### [Requirement]
Read through the listing below and return only the lines containing "chair".

+++ Study material

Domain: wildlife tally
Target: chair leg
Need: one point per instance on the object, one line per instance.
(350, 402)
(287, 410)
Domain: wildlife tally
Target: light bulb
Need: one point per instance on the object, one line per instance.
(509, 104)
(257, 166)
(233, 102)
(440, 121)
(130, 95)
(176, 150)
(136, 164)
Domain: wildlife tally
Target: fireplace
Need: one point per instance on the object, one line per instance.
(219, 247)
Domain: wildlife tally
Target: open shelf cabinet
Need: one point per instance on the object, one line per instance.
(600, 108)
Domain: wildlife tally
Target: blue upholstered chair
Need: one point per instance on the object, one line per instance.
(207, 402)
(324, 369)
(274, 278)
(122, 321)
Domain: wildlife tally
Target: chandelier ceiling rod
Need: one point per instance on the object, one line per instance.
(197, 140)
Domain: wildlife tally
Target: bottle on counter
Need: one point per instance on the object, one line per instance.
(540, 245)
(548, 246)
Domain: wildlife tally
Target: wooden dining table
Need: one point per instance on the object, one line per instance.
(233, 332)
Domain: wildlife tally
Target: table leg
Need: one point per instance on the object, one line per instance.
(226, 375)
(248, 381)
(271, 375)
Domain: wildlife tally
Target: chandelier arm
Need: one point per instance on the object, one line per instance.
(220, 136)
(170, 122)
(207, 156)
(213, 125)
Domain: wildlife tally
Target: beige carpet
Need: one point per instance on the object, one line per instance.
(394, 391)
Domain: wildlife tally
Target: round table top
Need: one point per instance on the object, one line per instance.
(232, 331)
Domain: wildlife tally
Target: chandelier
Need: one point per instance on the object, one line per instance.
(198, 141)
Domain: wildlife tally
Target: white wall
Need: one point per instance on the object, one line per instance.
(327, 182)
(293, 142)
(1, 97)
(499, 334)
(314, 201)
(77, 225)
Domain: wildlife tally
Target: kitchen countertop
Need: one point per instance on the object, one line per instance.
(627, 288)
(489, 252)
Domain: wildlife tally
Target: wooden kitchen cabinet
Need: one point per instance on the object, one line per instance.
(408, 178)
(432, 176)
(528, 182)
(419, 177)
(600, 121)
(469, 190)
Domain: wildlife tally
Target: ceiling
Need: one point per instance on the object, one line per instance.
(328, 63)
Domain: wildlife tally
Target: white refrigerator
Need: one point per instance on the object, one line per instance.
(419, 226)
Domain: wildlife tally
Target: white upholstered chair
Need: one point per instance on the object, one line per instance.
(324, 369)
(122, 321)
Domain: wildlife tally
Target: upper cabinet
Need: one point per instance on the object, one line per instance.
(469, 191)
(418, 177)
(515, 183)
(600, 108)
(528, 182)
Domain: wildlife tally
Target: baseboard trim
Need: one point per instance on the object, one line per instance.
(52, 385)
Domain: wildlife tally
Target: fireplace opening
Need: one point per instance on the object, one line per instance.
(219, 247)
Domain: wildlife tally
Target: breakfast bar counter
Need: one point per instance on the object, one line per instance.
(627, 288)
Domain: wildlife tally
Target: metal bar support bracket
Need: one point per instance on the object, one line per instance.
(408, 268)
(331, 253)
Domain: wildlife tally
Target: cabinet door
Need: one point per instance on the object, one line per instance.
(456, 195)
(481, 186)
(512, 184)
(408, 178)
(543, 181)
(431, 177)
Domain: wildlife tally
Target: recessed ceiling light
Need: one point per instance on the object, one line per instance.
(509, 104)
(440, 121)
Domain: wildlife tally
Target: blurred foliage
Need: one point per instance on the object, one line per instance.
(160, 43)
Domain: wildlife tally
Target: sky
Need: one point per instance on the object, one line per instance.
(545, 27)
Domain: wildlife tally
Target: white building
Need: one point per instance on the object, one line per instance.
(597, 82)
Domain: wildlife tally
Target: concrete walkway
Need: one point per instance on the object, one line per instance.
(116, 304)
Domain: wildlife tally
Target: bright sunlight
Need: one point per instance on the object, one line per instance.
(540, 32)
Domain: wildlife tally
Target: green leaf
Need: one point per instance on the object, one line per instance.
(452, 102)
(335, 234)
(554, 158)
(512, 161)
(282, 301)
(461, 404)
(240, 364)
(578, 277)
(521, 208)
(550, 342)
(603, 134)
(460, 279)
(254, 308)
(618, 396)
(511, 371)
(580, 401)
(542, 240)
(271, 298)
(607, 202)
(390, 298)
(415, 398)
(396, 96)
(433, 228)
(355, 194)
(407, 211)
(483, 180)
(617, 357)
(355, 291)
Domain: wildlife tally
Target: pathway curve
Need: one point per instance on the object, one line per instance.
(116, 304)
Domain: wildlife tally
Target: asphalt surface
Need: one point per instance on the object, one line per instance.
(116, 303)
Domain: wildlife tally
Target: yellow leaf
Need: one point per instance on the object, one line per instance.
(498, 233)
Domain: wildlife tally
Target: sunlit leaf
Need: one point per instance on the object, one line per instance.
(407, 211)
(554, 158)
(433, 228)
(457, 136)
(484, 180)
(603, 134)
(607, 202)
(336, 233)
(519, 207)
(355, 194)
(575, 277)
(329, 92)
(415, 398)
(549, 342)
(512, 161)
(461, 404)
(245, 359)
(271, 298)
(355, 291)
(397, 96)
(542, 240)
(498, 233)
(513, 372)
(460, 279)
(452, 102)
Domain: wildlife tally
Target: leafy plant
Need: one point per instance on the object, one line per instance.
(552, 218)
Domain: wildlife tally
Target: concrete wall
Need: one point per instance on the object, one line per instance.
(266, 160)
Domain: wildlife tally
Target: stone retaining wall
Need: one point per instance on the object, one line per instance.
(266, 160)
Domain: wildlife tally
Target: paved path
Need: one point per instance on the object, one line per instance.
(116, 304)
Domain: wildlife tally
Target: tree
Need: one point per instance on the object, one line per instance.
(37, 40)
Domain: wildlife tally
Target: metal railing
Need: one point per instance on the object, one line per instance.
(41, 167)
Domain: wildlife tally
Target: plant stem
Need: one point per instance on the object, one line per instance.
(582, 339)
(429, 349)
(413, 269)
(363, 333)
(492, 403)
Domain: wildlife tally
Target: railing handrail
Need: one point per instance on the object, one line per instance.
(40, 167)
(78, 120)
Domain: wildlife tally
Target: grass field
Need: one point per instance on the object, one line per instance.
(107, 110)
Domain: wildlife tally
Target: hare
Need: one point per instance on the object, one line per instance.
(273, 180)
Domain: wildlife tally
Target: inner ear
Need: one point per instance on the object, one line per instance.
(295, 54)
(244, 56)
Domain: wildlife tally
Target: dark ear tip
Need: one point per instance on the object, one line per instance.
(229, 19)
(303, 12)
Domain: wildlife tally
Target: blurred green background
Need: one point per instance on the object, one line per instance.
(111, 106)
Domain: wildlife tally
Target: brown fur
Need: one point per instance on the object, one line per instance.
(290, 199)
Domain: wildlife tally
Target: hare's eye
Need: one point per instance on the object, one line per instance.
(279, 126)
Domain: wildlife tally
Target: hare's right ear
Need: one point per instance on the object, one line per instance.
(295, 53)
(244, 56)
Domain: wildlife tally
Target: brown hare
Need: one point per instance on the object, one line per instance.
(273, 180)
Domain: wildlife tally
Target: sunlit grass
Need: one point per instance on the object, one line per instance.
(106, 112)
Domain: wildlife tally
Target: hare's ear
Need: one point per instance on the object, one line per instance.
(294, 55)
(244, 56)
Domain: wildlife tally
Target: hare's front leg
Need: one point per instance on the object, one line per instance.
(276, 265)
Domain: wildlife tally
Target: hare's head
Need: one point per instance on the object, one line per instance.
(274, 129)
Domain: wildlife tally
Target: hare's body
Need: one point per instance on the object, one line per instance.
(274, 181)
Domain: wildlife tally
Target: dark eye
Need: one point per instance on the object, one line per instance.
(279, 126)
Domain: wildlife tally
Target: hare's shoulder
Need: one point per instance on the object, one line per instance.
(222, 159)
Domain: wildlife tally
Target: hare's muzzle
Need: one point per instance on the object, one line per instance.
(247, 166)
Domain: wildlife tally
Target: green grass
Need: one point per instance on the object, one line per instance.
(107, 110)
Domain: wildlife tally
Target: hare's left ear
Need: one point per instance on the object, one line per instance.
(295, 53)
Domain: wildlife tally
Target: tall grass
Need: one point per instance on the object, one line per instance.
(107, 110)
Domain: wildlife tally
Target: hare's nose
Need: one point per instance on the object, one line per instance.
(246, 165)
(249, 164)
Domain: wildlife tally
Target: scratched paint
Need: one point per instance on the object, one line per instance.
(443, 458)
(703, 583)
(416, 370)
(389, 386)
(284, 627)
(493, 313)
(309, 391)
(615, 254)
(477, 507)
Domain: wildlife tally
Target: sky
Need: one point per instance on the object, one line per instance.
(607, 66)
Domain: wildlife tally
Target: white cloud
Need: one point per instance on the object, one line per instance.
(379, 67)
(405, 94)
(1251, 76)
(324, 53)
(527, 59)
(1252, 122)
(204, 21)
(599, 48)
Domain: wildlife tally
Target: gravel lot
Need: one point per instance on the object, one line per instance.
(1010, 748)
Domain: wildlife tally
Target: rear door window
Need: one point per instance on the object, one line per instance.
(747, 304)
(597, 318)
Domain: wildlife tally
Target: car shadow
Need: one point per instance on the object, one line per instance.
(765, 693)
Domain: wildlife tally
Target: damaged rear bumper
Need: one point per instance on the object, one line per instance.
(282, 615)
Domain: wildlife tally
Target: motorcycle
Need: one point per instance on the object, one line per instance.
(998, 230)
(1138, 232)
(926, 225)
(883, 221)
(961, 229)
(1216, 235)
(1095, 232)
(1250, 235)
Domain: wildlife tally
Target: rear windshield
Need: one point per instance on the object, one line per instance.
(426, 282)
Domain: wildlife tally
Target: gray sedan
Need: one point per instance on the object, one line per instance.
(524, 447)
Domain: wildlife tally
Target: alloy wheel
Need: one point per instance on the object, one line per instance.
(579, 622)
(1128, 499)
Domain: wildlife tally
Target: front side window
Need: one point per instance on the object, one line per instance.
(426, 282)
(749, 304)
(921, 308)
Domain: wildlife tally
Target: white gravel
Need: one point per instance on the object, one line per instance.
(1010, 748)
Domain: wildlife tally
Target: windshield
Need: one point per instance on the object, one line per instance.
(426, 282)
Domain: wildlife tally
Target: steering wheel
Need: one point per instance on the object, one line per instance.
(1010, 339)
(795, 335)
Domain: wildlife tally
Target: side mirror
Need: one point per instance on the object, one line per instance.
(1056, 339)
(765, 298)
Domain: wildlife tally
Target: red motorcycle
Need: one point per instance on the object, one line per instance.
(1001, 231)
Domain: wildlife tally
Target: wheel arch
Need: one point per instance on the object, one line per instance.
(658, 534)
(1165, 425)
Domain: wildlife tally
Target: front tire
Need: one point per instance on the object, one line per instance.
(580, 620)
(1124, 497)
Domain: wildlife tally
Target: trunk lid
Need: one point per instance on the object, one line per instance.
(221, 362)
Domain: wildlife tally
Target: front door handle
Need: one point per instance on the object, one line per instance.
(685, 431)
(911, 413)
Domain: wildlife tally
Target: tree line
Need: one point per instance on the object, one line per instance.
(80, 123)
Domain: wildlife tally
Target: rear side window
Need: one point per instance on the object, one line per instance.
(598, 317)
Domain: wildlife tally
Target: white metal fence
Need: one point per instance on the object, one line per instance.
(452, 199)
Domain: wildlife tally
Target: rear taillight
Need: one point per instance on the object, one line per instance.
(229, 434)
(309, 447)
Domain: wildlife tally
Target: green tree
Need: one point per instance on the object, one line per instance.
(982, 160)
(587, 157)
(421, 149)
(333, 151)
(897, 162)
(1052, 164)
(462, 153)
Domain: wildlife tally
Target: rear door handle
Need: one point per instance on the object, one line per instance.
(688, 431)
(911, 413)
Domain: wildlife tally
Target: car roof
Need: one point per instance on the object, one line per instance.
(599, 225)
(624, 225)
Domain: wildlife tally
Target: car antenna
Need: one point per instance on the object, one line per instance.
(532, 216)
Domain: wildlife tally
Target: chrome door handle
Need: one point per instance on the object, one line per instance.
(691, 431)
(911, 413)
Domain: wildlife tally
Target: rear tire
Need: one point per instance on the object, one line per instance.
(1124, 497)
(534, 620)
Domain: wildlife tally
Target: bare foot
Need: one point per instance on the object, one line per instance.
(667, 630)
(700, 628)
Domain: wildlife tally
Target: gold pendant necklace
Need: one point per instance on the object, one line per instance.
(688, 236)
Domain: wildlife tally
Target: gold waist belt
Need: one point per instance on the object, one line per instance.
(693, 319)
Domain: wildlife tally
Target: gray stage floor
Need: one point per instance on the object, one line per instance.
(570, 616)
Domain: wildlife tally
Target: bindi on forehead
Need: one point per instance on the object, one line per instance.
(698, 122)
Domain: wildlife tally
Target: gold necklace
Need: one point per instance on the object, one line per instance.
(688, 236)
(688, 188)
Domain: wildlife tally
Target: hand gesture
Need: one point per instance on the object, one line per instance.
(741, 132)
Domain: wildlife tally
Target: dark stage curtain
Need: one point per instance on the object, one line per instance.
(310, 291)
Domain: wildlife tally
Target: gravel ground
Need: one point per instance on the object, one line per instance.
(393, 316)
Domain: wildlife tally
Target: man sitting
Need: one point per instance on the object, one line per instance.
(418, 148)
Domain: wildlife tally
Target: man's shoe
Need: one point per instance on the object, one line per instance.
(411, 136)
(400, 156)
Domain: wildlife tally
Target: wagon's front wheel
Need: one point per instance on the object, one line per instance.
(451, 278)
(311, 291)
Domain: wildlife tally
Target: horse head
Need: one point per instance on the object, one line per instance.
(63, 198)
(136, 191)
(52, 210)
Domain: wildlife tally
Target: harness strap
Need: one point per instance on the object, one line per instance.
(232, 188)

++++++

### [Completed task]
Target: chair leg
Target: blue upholstered chair
Target: white upholstered chair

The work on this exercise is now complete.